All the best, Etienne

denvercal1234GitHub commented 1 year ago

Hi @ebecht. Thank you for your response to the questions above.

For Q1. Would you mind elaborating a bit more on how to "not use" the z-score transformation for the prediction?

The "Training non default regression models" and "Basic usage of the infinityFlow package" tutorials are very useful to run the package, but do you also have any recommendations/guideline/tutorials on how to assess/QC the imputed values? This would be very useful and help more people feel comfortable to using the imputed data.

Thank you again for your help!

ebecht commented 1 year ago

Hello,

If you do not want to use the z-score, you will need to use the output FCS files to produce the plots you want ! I am not planning to expand plotting functionalities, as this is not core to the package.

For QCs, I agree with you that this is currently lacking and I am planning to add support for this in the future (as soon as I return to academia basically). I will add plots to identify saturation and look at prediction versus measurements on held-out events (akin to the right panel of Sup Fig 2 of the paper). You should be able to generate the latter quite easily from the split FCS outputs, by plotting the measured PE signal against the corresponding predictions. Events in the output files are all from held-out data so this should work fine. image

In the paper we use the AUC as a metric for performance, which is the best we could come up with. I don't think it is necessary for QC: it is a bit tedious to compute since you need to discretize the measured PE signal for every well beforehand. Visual examination of these plots should be enough.

denvercal1234GitHub commented 1 year ago

Thank you so much, Etienne! Looking forward to the QC tool support soon!

Cicevk commented 1 year ago

Hi,

Thank you for discussing this issue. I do understand what the code does better now.

> _DATA PROVIDED_
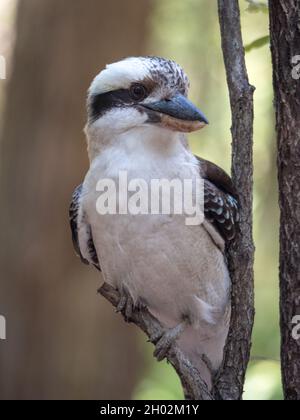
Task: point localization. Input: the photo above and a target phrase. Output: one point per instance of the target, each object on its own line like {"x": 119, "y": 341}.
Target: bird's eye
{"x": 138, "y": 92}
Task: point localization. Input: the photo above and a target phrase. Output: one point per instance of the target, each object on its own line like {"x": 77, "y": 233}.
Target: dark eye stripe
{"x": 103, "y": 102}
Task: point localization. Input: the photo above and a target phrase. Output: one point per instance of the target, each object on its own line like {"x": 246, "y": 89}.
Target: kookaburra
{"x": 138, "y": 114}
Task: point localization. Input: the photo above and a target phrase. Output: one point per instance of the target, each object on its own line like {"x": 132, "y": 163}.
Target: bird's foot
{"x": 163, "y": 343}
{"x": 126, "y": 304}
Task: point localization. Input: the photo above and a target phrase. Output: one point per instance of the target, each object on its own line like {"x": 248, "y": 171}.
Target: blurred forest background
{"x": 64, "y": 341}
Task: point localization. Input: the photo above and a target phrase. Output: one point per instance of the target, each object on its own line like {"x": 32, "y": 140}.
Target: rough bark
{"x": 285, "y": 45}
{"x": 230, "y": 380}
{"x": 59, "y": 339}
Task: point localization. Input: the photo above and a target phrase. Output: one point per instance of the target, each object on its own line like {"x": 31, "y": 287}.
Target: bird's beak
{"x": 178, "y": 113}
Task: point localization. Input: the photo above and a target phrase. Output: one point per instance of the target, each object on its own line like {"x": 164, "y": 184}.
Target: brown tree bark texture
{"x": 285, "y": 44}
{"x": 61, "y": 343}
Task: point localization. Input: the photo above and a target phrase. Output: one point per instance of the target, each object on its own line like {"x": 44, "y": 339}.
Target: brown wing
{"x": 221, "y": 207}
{"x": 73, "y": 217}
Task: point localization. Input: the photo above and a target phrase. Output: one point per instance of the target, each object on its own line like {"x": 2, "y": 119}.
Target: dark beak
{"x": 179, "y": 113}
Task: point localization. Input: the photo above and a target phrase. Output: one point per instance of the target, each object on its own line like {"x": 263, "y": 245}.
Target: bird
{"x": 138, "y": 117}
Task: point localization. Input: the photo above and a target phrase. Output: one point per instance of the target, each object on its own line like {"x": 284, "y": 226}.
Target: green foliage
{"x": 258, "y": 43}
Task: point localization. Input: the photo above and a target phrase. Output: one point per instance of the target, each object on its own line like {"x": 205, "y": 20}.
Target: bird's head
{"x": 140, "y": 92}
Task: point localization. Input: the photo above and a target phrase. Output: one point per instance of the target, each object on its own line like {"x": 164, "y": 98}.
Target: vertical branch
{"x": 285, "y": 45}
{"x": 230, "y": 380}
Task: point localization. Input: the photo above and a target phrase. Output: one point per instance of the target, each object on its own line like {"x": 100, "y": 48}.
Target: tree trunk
{"x": 285, "y": 44}
{"x": 61, "y": 342}
{"x": 229, "y": 383}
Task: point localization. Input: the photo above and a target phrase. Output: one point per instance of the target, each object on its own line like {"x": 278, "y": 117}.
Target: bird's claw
{"x": 165, "y": 341}
{"x": 126, "y": 305}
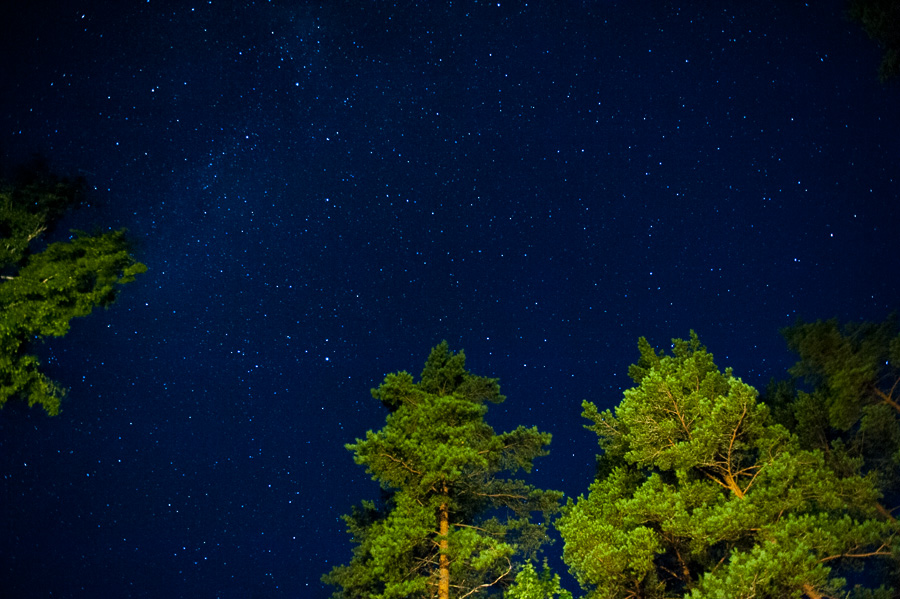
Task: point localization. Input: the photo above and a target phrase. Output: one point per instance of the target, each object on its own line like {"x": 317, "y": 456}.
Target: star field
{"x": 322, "y": 192}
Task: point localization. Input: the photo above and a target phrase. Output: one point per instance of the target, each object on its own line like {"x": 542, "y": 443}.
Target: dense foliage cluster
{"x": 704, "y": 490}
{"x": 453, "y": 523}
{"x": 43, "y": 288}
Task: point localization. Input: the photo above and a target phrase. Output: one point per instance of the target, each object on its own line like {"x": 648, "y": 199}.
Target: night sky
{"x": 322, "y": 192}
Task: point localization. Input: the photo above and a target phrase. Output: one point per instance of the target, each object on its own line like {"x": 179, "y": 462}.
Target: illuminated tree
{"x": 703, "y": 495}
{"x": 42, "y": 291}
{"x": 453, "y": 523}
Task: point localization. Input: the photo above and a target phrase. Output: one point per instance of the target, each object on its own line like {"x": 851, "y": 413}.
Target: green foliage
{"x": 881, "y": 21}
{"x": 849, "y": 409}
{"x": 531, "y": 585}
{"x": 41, "y": 292}
{"x": 436, "y": 455}
{"x": 704, "y": 495}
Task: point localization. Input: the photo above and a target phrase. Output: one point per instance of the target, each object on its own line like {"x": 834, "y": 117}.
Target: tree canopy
{"x": 42, "y": 288}
{"x": 452, "y": 521}
{"x": 702, "y": 494}
{"x": 880, "y": 19}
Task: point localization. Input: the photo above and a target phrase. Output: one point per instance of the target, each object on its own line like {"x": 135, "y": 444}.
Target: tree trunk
{"x": 444, "y": 528}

> _REQUIRED WORK_
Pick up the GitHub thread on infinityFlow quality checks after its last sentence and keep it going. The records have nothing to do with what comes next.

> _RESPONSE TO THE TASK_
Many thanks.

denvercal1234GitHub commented 1 year ago

Hi @ebecht - Thanks again for all your help so far.

A reviewer came back with major suggestion arguing that we cannot just rely on the visualization of the imputed vs actual staining of a marker to assess whether the imputed values for a marker using a model is sufficient.

They ask that we provide a more quantiative metric to decide how much the imputed expression matches with the actual expression for a given marker (and do so for every marker).

I know you are very busy atm, but do you know any writeup to do this (e.g., computing the AUC, and r like done in your paper) if you have not yet had the time to write some codes for the QC you mentioned above?

Thanks for your support!

denvercal1234GitHub commented 1 year ago

Hi @ebecht -- I hope all is well. In the Fig.2. in the paper below, most "r" values are below 0.6 even though AUC >0.8.

In the paper, it says "Exhaustive manual examination showed that 155 of 252 phenotypic markers (61.5%, excluding isotype controls and autofluorescence measurements) yielded meaningful imputed signal." What does this exhaustive manual examination" entails? And, how did you make the thresholds to decide this 61.5% of files having meaningful imputed signals?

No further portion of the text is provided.